WHAT IS REQUIRED — Exactly the lines from the one containing "the heron, returning" through the final line of the listing are to be retyped, and nothing more.

Object point labels:
┏━━
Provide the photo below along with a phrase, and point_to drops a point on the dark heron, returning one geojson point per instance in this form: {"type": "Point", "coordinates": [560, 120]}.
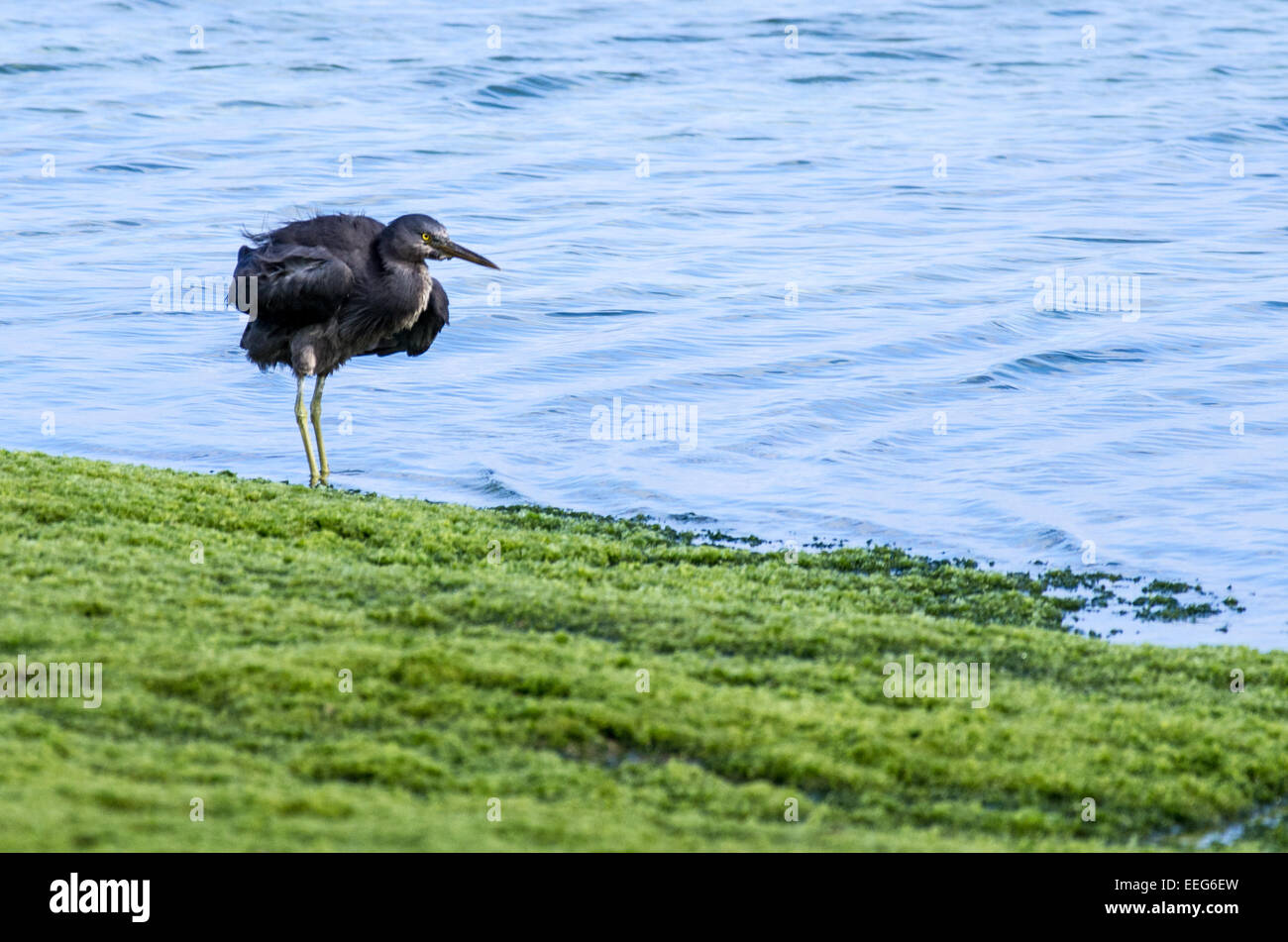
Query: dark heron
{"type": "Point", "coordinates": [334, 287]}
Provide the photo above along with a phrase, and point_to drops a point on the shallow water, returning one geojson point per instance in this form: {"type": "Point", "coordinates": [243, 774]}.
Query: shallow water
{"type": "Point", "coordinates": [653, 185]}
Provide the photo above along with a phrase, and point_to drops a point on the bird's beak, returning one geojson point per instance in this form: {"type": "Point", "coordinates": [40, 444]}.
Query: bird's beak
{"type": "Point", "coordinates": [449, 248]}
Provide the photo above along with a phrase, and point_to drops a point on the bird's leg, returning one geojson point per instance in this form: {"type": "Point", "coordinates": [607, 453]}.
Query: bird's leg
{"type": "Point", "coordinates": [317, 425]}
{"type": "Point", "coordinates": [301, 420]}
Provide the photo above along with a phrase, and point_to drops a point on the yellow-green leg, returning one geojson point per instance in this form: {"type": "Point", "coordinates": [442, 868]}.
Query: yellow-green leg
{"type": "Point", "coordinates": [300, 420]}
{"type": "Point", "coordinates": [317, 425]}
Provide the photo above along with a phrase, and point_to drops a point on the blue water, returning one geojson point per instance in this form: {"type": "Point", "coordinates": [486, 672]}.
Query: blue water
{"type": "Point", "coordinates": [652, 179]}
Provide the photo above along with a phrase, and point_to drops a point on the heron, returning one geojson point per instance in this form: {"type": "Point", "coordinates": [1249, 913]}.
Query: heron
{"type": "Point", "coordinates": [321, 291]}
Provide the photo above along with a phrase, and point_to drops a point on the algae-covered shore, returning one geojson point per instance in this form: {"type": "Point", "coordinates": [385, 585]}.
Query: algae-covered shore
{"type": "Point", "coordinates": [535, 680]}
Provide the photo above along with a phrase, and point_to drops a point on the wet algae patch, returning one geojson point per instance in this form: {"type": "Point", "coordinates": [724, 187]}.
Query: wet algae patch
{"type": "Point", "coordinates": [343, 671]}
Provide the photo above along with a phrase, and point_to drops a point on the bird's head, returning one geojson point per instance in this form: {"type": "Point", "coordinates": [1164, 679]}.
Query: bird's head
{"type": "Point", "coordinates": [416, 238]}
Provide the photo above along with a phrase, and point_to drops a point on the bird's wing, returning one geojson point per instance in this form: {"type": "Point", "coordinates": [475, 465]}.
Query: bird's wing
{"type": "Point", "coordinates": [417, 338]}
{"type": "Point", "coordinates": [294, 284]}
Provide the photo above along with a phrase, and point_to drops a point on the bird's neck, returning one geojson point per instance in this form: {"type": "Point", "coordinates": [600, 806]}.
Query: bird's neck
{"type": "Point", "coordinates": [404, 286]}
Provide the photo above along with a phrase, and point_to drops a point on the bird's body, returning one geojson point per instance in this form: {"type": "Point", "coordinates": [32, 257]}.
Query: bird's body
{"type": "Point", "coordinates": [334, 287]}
┗━━
REPLY TO THE EXERCISE —
Provide the photo above along with a phrase, and point_to drops a point on the heron, returning one geojson point per instance in this form: {"type": "Point", "coordinates": [1249, 913]}.
Query: heron
{"type": "Point", "coordinates": [321, 291]}
Provide the photo above along with a phrase, and point_to drops a point on the algae-covered shore, returning one geojson point per instance in this form: {"type": "Point", "coordinates": [385, 585]}.
Query: algae-covered shore
{"type": "Point", "coordinates": [535, 680]}
Provide the photo above along with a phrase, and point_to drops a point on the wet algae patch, returning one geojson point per instance in this form: {"type": "Point", "coordinates": [724, 187]}.
Query: wet algae patch
{"type": "Point", "coordinates": [343, 671]}
Provide the photo above along with a phrase, and point_to drops a point on the bird's head, returning one geojson point per instance in this form: {"type": "Point", "coordinates": [1164, 679]}.
Query: bird's head
{"type": "Point", "coordinates": [416, 238]}
Provide the photo above along with a phrase, and point_to drops a point on the bird's wing, returning one geojson point per instance in this form: {"type": "Point", "coordinates": [475, 465]}.
Query: bird's wing
{"type": "Point", "coordinates": [417, 338]}
{"type": "Point", "coordinates": [294, 284]}
Provide the photo above along with a phrase, and point_to drops a point on the bird's neck, returning one geojson point per instance in this form: {"type": "Point", "coordinates": [600, 806]}.
Query: bird's neck
{"type": "Point", "coordinates": [404, 286]}
Provide the photo above along with a phrase, and point_to drops a point on the bird's body, returning one geojson point per instance in this form: {"type": "Point", "coordinates": [32, 257]}.
Query: bird's body
{"type": "Point", "coordinates": [334, 287]}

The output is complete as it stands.